start RECORDS PROVIDED

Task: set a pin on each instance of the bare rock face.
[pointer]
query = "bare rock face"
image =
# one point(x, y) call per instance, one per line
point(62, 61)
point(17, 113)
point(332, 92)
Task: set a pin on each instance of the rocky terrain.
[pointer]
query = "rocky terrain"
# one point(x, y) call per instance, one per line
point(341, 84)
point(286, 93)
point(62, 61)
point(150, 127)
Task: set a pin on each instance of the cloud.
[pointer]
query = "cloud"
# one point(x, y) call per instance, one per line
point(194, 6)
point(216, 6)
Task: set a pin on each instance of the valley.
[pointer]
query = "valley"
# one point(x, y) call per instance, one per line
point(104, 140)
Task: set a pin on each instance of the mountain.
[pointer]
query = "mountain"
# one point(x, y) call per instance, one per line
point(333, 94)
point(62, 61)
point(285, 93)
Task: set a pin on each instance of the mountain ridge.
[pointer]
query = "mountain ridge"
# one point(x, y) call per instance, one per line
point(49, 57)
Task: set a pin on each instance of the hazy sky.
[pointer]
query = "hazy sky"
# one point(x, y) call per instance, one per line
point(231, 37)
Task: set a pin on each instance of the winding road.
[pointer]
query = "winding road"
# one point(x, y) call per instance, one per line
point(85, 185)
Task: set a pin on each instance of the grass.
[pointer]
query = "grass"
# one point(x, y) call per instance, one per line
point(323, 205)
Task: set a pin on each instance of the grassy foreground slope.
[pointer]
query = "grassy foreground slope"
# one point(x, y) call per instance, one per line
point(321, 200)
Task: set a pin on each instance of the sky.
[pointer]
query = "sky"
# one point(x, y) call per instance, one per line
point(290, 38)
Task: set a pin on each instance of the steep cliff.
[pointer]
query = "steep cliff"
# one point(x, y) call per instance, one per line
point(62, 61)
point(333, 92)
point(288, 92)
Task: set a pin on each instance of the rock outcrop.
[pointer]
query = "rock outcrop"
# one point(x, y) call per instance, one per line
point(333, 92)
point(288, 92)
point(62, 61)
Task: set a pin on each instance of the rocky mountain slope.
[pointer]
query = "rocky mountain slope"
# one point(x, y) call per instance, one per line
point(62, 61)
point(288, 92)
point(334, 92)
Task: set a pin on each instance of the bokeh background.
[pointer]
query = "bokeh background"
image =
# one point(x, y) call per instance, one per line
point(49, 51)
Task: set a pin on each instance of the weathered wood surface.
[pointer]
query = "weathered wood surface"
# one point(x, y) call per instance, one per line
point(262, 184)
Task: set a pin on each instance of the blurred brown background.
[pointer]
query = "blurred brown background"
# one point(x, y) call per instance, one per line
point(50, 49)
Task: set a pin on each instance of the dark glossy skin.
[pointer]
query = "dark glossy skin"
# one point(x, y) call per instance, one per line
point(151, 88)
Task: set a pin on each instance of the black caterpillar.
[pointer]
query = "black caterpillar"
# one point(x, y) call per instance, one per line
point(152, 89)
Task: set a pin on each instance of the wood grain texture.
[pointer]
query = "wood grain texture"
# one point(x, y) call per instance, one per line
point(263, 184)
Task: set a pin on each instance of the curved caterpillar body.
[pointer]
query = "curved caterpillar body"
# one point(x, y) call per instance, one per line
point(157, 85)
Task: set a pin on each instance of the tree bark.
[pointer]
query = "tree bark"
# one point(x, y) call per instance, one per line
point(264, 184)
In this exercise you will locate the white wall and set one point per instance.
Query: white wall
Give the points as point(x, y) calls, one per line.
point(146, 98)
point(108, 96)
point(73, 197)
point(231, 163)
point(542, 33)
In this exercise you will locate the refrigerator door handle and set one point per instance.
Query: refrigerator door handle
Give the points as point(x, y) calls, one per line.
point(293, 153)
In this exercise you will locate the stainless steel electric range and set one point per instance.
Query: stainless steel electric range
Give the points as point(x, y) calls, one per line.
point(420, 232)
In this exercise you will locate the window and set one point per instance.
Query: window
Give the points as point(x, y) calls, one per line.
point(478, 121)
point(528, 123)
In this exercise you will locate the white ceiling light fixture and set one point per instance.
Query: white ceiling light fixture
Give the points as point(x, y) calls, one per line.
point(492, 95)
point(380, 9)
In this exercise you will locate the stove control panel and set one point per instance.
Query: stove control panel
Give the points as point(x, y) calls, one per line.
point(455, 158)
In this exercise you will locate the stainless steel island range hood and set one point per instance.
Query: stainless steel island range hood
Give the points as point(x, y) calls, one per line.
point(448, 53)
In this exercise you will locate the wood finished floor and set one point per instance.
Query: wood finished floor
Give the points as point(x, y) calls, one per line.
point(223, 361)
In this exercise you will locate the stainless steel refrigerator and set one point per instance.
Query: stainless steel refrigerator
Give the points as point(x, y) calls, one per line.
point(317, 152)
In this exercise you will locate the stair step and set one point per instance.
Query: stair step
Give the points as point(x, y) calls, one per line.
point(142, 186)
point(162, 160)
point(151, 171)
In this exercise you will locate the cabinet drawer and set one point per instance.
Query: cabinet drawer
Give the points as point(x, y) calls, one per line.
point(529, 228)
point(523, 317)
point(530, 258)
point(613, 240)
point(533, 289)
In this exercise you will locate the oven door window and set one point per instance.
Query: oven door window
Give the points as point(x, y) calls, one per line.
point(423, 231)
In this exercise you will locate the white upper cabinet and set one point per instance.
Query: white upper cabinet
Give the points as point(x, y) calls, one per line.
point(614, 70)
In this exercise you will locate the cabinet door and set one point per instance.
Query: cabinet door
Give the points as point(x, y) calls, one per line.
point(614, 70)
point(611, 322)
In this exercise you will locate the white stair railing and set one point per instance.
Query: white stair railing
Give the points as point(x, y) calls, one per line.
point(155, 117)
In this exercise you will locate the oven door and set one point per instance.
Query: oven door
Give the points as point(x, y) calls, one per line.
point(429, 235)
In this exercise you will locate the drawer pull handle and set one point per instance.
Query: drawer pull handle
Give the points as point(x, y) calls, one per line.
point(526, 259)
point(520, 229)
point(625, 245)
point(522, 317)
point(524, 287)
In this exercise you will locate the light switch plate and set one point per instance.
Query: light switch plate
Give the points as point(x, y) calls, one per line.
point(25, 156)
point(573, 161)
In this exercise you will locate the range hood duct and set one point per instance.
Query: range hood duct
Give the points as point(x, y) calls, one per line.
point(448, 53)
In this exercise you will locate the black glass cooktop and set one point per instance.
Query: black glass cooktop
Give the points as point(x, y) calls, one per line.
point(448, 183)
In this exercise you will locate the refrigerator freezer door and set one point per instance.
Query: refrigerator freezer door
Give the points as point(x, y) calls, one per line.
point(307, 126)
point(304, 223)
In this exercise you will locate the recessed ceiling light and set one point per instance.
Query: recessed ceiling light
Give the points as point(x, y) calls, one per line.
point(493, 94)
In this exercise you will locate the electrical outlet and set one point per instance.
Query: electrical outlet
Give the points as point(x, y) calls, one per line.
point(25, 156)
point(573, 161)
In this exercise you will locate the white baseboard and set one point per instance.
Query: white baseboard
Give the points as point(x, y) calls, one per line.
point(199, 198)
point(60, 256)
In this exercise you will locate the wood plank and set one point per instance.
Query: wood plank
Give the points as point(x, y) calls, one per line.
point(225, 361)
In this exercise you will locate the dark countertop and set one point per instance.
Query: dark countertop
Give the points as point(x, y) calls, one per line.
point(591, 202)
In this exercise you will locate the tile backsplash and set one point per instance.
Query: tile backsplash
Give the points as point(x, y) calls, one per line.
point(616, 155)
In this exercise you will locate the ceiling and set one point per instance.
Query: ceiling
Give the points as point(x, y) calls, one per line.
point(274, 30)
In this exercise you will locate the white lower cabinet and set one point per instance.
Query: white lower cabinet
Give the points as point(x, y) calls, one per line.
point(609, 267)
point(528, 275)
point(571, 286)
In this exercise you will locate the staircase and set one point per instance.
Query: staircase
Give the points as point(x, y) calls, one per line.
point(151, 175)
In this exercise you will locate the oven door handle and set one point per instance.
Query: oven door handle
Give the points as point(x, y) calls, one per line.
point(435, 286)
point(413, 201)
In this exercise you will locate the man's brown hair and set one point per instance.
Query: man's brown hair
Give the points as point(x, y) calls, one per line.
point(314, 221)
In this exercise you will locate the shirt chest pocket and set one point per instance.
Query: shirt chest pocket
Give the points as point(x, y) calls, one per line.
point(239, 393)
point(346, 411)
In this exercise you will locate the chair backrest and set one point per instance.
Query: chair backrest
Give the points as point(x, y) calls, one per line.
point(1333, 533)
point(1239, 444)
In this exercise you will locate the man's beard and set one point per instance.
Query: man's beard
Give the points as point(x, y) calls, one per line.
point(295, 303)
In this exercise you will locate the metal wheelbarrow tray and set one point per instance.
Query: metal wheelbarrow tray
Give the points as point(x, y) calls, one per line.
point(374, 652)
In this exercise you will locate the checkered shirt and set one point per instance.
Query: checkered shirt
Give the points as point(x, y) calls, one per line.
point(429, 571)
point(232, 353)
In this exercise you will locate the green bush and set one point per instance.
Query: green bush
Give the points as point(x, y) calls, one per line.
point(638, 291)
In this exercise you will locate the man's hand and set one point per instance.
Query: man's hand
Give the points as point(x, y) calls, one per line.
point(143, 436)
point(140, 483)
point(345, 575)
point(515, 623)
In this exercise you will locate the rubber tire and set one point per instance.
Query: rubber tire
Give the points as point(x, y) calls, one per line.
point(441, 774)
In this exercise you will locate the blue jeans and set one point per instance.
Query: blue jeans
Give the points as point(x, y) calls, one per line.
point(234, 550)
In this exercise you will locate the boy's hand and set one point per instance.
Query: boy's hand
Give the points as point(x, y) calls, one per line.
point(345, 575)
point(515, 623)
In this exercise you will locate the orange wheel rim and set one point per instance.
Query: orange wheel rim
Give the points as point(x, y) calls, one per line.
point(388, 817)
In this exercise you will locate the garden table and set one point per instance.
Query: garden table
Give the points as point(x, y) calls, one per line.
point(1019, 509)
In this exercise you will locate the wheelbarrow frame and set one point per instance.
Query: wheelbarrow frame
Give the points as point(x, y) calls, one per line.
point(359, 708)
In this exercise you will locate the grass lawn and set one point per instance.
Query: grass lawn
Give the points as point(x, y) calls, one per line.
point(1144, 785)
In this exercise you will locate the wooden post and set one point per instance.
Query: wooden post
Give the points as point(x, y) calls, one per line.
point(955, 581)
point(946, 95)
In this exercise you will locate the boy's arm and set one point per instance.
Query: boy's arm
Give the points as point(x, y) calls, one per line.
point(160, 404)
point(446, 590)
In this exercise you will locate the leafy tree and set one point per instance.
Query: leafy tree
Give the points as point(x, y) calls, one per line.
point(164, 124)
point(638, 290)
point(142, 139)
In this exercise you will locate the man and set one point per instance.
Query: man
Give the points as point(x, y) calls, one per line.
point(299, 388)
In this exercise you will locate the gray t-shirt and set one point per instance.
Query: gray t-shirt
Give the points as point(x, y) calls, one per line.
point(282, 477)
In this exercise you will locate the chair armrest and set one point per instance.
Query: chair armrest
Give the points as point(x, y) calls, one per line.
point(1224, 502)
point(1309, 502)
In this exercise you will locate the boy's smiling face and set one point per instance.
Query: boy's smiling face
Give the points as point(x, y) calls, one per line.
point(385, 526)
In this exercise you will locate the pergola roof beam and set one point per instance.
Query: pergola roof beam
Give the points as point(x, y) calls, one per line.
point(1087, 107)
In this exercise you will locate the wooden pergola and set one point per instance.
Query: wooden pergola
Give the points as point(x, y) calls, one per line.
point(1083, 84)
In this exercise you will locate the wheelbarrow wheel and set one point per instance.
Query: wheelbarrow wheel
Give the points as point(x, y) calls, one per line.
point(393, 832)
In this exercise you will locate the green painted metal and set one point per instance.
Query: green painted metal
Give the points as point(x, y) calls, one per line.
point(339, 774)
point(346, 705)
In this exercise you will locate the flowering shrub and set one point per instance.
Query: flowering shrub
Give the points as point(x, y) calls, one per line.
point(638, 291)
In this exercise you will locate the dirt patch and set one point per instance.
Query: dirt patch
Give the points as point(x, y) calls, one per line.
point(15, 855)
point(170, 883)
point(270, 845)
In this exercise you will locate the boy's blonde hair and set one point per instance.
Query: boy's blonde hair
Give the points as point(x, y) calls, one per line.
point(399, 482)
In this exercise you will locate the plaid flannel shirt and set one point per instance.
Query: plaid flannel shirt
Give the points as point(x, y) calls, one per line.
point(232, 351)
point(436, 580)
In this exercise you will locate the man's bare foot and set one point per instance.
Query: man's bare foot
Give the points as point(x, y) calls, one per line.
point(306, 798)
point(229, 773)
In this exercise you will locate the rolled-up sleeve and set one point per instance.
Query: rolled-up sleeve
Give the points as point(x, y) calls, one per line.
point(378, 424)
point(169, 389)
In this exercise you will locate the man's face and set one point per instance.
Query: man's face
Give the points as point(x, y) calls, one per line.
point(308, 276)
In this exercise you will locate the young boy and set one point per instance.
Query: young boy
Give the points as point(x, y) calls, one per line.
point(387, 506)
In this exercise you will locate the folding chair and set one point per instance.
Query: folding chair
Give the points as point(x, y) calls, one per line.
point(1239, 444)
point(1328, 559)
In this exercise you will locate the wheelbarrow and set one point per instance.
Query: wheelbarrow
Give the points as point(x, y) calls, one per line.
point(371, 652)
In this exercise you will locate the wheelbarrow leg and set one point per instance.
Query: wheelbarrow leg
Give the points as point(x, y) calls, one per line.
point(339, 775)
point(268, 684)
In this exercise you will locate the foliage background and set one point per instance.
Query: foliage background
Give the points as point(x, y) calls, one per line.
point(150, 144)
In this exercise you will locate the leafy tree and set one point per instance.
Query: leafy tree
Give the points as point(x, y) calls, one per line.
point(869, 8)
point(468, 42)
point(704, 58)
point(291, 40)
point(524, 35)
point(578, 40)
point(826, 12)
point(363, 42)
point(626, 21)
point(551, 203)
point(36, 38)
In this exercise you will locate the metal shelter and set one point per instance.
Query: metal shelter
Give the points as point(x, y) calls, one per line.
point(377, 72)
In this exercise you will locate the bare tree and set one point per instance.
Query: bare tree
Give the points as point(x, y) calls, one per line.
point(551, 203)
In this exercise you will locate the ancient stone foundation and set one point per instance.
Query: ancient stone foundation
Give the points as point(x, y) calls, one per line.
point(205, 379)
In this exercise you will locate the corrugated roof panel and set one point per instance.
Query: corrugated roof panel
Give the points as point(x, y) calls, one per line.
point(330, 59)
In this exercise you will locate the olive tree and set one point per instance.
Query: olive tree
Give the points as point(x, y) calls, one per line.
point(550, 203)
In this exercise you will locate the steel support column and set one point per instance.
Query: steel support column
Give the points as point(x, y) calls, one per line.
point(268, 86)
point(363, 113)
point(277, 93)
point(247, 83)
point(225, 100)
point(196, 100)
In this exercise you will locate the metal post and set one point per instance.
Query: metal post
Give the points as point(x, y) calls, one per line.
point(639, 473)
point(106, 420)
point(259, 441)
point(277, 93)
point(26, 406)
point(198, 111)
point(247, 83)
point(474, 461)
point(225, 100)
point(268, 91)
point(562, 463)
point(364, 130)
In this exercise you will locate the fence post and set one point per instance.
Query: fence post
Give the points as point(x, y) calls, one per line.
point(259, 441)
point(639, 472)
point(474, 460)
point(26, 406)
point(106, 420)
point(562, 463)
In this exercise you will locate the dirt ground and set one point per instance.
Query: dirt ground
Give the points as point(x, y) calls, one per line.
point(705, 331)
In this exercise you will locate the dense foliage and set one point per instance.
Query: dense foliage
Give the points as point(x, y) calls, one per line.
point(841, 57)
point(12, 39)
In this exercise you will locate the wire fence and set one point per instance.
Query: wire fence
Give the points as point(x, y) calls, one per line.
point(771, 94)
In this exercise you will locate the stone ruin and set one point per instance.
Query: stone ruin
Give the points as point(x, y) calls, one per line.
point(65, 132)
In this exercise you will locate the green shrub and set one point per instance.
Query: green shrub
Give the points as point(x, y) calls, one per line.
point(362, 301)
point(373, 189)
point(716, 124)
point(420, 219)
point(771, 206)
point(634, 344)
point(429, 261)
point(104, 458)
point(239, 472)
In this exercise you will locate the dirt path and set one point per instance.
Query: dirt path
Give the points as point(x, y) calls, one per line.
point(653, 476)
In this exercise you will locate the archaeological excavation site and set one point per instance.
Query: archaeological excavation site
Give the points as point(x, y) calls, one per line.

end RECORDS PROVIDED

▸ WHAT THE TASK REQUIRES
Rewrite the records from the start through the line holding "point(49, 57)", inclusive, replacing "set a pin" with "place a marker" and leaving everything else unchanged.

▸ THE REPLY
Task: place a marker on each instance of the bare rock face.
[pointer]
query = "bare rock face"
image =
# one point(x, y) call per instance, one per line
point(62, 61)
point(17, 113)
point(332, 92)
Task: place a marker on each instance of the rocky terrain.
[pointer]
query = "rocky terrain"
# one point(x, y) call per instance, one per line
point(341, 84)
point(286, 93)
point(62, 61)
point(150, 127)
Task: place a marker on each instance of the cloud.
[pointer]
query = "cloud"
# one point(x, y) call per instance, one per line
point(194, 6)
point(216, 6)
Task: place a marker on each instance of the valley.
[pointer]
query = "valley"
# one point(x, y) call per instance, one per line
point(104, 140)
Task: place a marker on each instance of the mountain.
[pointer]
query = "mountain"
# one point(x, y) call per instance, one per line
point(333, 94)
point(62, 61)
point(285, 93)
Task: place a marker on each instance of the mountain ridge.
[pointer]
query = "mountain ridge"
# one point(x, y) call per instance, one per line
point(49, 57)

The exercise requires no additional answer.